• [Requirements]: Please write out the listing again from the line with "Each instance of the flower bud" to the line with "x=204 y=254", keeping every line and shifting each answer coordinate by adding 106 to both its x and y values.
● ● ● ●
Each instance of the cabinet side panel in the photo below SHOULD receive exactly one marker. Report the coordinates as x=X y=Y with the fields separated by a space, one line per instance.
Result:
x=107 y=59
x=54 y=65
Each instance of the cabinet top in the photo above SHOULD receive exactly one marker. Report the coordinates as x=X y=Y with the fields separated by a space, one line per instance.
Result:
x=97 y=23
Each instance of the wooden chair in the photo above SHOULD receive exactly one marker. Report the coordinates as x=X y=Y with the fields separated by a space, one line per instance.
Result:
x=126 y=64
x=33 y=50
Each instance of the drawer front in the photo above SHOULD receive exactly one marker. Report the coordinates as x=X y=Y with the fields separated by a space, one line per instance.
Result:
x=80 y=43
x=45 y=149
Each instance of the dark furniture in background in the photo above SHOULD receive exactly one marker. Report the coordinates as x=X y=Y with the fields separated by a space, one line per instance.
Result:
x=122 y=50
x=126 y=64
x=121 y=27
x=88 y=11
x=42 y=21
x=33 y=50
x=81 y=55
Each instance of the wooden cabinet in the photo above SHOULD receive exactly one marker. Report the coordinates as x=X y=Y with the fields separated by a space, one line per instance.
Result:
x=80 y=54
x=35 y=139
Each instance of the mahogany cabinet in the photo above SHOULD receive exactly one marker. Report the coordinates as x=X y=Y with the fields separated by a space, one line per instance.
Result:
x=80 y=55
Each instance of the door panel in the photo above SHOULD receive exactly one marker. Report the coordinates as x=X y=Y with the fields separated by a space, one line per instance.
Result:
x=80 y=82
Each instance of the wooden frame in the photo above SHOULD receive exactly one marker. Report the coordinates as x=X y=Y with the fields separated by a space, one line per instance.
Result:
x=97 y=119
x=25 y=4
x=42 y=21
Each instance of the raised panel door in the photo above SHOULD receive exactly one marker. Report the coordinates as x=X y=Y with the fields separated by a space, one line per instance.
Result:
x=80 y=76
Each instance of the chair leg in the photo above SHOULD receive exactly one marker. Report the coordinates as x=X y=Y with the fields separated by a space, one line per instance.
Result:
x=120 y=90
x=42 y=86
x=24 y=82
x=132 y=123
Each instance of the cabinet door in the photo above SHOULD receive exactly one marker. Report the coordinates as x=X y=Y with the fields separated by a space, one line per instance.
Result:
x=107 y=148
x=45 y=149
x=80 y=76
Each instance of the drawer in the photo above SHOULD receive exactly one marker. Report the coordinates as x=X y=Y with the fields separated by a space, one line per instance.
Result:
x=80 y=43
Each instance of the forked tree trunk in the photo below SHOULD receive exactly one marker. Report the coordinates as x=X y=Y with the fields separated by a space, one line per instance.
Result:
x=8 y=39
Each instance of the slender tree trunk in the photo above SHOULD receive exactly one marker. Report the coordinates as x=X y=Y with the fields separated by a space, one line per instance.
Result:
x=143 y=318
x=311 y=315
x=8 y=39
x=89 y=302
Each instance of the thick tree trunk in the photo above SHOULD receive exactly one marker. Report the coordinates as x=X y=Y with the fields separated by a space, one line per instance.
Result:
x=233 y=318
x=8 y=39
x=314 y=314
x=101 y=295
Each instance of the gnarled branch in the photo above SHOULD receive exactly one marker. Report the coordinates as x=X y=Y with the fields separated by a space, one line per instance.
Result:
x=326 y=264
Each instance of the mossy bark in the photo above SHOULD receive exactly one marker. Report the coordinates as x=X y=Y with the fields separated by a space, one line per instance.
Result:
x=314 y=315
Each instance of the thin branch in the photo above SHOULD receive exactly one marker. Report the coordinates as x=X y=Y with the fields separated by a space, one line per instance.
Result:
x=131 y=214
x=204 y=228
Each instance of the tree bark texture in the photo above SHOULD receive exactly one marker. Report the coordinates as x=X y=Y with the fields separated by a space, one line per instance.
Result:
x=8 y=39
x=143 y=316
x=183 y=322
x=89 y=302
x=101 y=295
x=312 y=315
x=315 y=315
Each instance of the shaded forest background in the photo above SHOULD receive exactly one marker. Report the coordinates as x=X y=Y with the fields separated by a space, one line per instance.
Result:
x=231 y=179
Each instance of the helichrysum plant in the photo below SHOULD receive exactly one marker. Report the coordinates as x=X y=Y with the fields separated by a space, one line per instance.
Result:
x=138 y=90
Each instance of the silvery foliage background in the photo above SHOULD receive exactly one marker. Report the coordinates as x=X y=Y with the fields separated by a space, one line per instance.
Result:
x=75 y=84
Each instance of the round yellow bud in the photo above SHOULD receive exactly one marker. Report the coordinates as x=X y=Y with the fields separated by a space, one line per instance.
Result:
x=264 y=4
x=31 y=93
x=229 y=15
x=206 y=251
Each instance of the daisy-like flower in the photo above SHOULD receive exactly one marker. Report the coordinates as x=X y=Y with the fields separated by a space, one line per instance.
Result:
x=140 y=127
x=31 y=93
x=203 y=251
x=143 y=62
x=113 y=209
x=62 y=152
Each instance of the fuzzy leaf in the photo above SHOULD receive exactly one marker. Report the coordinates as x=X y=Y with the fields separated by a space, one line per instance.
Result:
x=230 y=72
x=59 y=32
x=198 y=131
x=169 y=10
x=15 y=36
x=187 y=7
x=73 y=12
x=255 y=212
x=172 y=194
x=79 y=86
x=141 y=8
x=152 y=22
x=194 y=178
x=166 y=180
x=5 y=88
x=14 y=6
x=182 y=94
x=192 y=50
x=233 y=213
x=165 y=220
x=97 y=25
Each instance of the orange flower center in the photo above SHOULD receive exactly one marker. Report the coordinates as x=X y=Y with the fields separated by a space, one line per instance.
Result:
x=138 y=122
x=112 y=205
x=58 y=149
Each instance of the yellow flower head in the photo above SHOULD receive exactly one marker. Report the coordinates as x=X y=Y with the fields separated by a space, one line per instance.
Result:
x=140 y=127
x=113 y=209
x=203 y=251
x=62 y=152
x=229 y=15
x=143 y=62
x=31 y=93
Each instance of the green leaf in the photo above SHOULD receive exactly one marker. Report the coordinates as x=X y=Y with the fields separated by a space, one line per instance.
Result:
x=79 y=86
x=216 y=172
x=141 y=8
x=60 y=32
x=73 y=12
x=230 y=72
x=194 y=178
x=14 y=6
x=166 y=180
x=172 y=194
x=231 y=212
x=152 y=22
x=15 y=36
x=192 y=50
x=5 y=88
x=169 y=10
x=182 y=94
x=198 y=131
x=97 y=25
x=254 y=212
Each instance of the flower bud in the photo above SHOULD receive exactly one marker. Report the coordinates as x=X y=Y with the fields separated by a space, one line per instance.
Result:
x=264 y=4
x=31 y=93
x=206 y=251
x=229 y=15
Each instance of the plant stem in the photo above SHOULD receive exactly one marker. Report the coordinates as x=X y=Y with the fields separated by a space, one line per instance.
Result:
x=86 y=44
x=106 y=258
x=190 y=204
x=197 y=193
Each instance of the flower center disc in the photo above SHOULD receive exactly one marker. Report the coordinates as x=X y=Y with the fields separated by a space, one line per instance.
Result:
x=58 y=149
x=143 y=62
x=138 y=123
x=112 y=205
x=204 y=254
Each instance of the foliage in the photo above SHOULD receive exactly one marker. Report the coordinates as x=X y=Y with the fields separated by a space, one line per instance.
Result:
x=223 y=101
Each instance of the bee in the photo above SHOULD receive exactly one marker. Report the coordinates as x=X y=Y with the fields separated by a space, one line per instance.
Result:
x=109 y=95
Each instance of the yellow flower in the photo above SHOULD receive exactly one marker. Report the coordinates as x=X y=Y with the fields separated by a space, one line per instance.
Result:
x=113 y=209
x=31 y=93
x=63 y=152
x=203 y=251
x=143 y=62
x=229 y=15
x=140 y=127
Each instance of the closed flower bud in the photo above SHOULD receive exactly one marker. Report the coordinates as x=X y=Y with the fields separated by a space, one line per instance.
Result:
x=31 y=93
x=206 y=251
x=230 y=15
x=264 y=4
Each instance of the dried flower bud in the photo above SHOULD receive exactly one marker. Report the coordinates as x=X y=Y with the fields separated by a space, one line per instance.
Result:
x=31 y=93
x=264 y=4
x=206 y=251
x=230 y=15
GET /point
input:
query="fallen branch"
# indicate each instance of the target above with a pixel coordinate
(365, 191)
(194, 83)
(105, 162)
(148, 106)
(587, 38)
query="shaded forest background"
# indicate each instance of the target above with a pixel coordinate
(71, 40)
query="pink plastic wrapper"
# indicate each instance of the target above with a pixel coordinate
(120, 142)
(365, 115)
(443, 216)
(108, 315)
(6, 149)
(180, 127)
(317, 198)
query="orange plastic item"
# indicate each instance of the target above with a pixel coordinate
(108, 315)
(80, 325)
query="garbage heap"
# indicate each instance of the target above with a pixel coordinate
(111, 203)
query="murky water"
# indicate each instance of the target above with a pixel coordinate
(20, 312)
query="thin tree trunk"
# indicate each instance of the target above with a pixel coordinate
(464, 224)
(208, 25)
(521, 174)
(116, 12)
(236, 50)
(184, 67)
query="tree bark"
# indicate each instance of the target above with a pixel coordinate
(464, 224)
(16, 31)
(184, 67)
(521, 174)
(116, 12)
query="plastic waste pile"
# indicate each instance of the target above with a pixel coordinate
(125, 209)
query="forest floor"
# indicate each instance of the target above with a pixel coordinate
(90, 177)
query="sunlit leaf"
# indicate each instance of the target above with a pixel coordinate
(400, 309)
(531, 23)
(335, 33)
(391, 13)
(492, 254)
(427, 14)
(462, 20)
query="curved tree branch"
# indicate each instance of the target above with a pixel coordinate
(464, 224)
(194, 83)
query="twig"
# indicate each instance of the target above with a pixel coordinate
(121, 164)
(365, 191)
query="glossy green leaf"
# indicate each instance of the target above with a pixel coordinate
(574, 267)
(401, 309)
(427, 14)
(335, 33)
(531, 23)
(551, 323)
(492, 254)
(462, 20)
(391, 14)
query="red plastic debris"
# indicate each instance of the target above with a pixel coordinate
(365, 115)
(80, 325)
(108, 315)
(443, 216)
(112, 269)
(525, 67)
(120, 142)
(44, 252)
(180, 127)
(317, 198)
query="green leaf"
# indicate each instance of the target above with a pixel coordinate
● ● ● ●
• [Exercise solution]:
Each instance of the flower bud in the photo above SHOULD receive exactly one marker. Report the coordinates as x=X y=Y with the fields separated by a space, one line per instance.
Result:
x=370 y=110
x=137 y=199
x=312 y=357
x=335 y=121
Each instance of the plant stem in the photo above SHOULD receive exactly one marker. Report the coordinates as x=X y=Y with the fields separated by a space, one line per instance.
Result:
x=192 y=150
x=212 y=364
x=296 y=310
x=303 y=299
Each instance of the flower center disc in the photo above SHOULD receive exactly one marker. Report the coordinates as x=X y=Y with the fields separated by a space, one line per instance.
Result:
x=164 y=255
x=249 y=168
x=244 y=229
x=218 y=311
x=310 y=360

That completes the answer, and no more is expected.